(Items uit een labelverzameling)
-.-.-

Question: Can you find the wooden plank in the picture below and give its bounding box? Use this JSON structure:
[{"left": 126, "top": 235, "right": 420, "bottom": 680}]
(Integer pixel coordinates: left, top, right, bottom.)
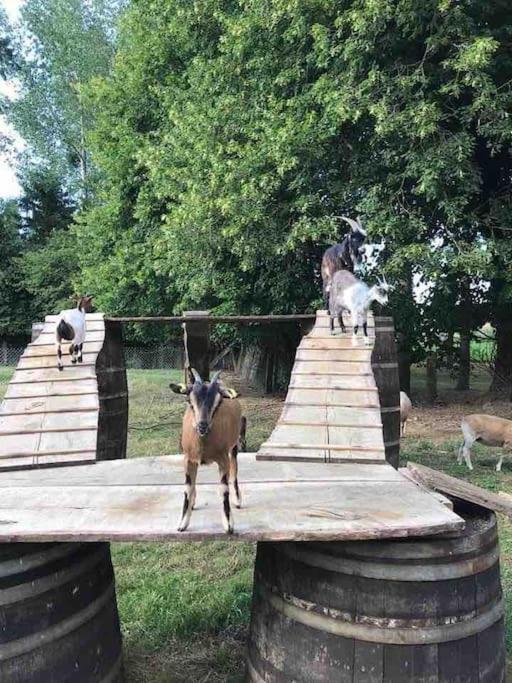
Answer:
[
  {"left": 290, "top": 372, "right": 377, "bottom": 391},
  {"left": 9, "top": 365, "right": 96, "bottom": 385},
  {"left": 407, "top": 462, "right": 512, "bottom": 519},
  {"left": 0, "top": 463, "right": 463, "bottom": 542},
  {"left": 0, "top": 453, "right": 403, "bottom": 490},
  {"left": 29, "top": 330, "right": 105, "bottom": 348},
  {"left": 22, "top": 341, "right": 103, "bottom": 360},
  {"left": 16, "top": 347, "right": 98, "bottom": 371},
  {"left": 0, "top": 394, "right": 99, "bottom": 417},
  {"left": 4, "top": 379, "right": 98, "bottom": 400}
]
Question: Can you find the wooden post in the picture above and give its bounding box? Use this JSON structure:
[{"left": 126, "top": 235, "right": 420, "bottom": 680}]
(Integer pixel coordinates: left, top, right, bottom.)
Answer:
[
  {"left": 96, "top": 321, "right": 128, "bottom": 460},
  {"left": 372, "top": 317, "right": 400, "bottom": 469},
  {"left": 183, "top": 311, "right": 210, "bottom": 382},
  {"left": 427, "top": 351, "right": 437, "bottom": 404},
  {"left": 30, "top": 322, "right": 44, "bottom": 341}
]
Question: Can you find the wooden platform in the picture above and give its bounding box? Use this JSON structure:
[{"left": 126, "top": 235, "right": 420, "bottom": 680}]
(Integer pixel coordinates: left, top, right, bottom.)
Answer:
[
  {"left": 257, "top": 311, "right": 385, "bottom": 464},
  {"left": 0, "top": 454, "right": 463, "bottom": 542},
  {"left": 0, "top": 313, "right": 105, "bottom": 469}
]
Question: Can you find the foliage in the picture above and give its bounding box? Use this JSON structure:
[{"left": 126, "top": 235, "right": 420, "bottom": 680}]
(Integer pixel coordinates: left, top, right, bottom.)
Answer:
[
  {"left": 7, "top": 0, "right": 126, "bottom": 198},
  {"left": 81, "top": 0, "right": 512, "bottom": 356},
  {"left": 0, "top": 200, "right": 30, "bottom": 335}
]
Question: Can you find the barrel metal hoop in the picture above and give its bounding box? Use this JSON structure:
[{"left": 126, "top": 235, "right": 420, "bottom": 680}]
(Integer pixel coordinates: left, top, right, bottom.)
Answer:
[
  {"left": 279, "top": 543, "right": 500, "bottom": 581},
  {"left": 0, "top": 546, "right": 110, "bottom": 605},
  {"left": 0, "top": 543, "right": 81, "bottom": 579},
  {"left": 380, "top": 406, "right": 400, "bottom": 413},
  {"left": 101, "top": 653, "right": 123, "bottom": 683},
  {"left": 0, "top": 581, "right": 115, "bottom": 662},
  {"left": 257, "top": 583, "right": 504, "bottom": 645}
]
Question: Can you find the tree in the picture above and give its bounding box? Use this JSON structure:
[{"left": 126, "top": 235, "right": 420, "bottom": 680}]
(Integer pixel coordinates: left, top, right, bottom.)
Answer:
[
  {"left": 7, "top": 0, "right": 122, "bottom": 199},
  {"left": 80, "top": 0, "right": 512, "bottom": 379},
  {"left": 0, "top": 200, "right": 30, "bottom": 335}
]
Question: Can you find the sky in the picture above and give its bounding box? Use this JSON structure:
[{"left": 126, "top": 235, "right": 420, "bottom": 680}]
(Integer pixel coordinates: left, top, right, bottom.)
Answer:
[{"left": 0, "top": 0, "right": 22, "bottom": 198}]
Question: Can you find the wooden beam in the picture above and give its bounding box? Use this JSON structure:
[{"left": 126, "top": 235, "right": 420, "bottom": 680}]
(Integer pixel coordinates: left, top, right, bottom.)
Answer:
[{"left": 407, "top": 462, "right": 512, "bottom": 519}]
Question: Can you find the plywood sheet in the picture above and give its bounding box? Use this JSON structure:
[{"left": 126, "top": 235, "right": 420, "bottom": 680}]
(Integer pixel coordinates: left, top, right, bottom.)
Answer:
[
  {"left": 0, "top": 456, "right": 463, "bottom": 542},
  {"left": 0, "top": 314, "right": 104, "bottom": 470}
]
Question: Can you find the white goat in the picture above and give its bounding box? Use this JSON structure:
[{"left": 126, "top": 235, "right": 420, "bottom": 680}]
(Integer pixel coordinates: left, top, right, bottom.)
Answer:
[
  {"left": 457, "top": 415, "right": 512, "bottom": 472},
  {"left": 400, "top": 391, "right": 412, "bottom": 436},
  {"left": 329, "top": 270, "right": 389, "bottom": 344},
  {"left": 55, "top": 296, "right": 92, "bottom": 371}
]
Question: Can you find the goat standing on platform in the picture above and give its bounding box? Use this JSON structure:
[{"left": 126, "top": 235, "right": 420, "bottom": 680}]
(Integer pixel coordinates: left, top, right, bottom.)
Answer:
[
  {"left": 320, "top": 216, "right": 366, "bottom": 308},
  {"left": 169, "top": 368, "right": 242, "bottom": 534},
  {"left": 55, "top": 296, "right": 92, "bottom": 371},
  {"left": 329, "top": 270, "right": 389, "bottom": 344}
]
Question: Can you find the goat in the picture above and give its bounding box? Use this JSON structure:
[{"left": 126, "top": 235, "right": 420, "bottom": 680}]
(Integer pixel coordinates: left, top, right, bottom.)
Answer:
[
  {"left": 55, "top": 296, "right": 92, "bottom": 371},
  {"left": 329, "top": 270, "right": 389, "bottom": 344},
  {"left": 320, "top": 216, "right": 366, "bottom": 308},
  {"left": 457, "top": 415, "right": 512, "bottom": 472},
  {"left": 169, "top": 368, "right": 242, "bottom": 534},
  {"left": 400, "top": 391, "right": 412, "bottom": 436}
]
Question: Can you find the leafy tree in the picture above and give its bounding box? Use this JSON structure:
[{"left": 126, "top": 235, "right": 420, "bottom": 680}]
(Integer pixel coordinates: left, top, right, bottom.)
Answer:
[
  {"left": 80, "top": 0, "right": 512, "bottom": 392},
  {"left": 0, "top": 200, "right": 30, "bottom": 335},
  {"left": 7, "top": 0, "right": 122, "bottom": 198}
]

-.-.-

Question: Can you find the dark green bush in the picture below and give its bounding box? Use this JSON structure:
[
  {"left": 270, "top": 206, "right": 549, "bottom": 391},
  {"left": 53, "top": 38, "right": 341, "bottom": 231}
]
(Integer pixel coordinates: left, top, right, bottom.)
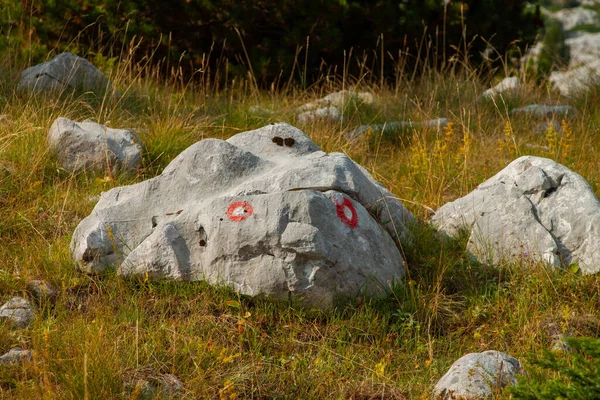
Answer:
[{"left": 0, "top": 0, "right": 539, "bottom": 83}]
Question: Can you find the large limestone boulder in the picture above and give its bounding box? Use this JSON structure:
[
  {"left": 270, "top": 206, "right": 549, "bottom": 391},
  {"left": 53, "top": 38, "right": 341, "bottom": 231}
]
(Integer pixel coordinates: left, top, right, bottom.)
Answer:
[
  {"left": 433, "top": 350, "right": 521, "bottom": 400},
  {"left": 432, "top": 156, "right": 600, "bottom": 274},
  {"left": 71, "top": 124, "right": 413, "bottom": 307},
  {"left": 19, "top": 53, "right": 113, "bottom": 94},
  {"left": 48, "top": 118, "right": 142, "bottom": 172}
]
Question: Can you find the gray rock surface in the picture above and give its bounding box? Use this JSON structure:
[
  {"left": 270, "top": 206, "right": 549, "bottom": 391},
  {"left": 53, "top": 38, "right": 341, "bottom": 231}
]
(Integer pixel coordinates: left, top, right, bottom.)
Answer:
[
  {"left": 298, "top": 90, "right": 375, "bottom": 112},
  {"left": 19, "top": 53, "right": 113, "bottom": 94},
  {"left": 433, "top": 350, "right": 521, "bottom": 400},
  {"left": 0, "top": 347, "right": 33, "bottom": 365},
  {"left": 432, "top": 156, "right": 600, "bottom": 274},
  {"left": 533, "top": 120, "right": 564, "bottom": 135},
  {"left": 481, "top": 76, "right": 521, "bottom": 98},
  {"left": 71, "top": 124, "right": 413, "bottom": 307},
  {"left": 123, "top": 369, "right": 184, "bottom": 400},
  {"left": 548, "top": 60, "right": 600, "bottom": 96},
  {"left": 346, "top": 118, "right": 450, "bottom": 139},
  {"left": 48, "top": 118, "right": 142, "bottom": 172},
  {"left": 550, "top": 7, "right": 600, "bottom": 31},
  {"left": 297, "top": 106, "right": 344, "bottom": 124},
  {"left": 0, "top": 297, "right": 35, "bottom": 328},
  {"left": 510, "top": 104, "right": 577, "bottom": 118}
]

-.-.-

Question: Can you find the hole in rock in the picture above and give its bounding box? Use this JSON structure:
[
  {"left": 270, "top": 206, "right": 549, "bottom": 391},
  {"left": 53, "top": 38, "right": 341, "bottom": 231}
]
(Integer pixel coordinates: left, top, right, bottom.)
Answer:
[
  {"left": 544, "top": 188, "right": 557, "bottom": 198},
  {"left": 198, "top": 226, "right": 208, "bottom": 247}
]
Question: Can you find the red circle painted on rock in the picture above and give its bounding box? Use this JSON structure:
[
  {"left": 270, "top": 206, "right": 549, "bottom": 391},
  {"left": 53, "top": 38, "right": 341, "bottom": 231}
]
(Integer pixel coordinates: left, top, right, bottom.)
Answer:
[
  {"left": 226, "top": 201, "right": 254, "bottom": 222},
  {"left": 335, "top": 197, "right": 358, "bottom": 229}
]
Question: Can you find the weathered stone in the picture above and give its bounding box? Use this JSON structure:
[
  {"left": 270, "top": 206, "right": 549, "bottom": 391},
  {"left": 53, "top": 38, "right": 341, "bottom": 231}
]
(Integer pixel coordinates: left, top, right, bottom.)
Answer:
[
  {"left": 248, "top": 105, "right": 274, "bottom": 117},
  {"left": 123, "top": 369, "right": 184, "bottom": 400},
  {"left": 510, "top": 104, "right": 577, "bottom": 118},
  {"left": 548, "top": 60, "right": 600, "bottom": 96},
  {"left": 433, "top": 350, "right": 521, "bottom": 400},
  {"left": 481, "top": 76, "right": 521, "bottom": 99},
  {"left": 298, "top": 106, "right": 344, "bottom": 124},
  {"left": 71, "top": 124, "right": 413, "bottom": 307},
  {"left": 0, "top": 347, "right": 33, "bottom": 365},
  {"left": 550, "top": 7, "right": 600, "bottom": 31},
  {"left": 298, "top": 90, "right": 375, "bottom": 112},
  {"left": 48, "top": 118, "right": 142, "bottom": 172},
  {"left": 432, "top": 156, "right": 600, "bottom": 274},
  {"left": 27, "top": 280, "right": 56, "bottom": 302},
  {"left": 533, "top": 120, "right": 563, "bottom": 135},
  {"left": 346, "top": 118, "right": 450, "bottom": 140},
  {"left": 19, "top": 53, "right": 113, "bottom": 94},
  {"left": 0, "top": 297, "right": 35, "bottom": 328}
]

-.-.-

**DOEL**
Tel de regels in de records hierboven waarin het woord "below" voorkomt, en geef alleen dat aantal.

**RESULTAAT**
2